Problem: Give every line of the entries below as a JSON list of strings, one string per line, with blank lines omitted.

--- BEGIN ---

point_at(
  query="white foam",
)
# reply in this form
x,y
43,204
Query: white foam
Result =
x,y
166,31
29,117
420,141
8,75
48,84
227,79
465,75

--- END ---

Task output:
[
  "point_at(",
  "  query=\"white foam\",",
  ")",
  "# reply in this form",
  "x,y",
  "43,204",
  "Query: white foam",
  "Result =",
  "x,y",
  "166,31",
  "29,117",
  "420,141",
  "8,75",
  "48,84",
  "227,79",
  "465,75"
]